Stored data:
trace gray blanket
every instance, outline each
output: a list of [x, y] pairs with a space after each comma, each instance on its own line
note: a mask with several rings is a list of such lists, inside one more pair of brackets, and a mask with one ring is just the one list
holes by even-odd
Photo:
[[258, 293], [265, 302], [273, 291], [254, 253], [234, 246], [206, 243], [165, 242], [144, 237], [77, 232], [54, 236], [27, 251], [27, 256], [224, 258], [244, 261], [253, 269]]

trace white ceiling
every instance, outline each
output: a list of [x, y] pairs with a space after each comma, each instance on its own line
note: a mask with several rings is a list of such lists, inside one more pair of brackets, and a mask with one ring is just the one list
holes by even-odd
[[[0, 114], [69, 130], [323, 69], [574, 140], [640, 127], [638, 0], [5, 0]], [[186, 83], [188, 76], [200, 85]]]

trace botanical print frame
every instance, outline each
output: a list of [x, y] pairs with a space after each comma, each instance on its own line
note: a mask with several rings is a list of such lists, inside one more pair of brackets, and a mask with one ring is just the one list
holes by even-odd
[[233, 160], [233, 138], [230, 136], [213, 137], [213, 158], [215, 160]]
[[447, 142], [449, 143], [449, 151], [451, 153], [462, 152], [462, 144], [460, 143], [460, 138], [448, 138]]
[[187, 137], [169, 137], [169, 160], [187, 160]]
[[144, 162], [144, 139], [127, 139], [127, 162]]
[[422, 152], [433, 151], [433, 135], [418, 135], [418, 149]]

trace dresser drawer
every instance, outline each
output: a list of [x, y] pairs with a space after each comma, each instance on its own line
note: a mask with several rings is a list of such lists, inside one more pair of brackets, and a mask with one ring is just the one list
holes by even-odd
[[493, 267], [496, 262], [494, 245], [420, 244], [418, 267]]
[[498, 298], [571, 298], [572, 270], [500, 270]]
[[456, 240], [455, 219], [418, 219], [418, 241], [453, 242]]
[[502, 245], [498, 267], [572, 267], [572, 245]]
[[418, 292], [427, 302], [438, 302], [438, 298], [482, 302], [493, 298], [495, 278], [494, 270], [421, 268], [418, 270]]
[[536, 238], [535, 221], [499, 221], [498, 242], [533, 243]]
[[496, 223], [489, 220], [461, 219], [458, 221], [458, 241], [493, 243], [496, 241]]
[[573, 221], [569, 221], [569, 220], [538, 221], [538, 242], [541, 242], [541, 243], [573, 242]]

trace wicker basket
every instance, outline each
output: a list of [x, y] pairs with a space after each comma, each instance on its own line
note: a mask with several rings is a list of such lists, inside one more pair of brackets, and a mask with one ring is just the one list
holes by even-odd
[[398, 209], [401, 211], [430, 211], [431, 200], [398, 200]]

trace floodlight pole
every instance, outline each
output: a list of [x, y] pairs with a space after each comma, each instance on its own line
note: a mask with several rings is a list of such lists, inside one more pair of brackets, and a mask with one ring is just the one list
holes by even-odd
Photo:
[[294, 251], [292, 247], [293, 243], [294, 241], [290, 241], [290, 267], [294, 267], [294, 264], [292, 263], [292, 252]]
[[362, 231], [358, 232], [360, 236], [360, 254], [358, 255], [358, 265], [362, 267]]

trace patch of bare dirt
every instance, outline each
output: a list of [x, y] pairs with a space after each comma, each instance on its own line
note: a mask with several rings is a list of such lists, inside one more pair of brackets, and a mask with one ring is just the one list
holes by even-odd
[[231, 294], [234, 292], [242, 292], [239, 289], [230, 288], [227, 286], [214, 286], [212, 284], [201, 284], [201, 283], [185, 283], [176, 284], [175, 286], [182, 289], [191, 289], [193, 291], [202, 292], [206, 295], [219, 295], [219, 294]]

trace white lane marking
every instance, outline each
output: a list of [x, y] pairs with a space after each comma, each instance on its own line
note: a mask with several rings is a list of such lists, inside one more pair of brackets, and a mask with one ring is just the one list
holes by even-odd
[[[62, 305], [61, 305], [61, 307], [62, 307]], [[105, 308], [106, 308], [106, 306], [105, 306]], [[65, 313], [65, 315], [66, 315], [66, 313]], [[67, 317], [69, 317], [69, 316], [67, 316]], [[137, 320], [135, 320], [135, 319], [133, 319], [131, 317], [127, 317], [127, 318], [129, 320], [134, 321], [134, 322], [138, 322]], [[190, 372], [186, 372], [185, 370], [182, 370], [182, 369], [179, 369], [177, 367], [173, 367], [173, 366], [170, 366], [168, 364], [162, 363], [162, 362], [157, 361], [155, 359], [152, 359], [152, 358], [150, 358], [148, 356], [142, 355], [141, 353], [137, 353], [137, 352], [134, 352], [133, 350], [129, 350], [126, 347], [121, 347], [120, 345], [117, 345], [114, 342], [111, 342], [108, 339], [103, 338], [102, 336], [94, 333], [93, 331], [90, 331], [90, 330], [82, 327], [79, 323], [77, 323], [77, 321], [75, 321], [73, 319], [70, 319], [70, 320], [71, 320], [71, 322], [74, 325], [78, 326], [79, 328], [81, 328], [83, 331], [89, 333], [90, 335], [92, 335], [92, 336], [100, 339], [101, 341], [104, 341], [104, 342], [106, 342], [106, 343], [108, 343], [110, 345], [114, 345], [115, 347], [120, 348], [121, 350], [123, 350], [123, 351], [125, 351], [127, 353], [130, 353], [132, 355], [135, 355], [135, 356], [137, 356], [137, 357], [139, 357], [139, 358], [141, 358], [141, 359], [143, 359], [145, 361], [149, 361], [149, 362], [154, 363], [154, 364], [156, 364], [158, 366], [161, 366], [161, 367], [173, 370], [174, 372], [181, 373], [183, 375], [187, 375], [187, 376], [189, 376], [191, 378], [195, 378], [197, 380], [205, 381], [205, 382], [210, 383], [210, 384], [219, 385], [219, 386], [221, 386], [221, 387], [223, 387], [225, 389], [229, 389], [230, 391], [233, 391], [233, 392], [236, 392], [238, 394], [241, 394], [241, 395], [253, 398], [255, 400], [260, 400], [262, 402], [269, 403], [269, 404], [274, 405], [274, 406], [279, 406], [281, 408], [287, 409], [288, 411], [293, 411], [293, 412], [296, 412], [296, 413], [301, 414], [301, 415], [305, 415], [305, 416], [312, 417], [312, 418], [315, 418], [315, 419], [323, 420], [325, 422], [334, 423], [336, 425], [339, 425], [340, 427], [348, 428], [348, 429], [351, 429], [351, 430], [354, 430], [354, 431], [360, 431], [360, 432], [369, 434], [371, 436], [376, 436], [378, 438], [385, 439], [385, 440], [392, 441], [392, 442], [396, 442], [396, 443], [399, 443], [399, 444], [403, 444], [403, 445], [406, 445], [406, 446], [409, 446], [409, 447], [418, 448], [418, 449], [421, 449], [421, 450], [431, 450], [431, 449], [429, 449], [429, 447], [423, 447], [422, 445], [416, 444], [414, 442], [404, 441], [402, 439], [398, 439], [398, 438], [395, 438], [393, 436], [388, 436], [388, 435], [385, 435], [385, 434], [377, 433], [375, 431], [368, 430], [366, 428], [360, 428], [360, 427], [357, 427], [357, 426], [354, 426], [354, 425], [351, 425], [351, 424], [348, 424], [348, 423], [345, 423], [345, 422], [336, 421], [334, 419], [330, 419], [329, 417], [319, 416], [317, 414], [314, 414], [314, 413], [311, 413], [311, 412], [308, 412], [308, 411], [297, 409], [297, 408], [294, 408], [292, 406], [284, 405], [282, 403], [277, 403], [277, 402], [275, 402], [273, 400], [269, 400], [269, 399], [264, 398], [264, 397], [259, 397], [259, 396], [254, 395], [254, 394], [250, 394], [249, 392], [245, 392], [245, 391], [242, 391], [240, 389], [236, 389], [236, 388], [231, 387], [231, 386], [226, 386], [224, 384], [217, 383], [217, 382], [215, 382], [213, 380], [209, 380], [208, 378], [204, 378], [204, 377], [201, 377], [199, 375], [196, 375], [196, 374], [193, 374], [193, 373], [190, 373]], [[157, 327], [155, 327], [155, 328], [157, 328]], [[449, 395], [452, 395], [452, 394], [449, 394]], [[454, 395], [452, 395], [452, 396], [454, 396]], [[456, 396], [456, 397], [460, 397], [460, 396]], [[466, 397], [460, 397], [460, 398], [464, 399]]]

> _Problem_
From the records, copy every line that has the string "trace" in it.

> _Answer box_
trace gray blanket
trace white ceiling
trace botanical print frame
trace dresser drawer
trace wicker basket
trace floodlight pole
trace patch of bare dirt
trace white lane marking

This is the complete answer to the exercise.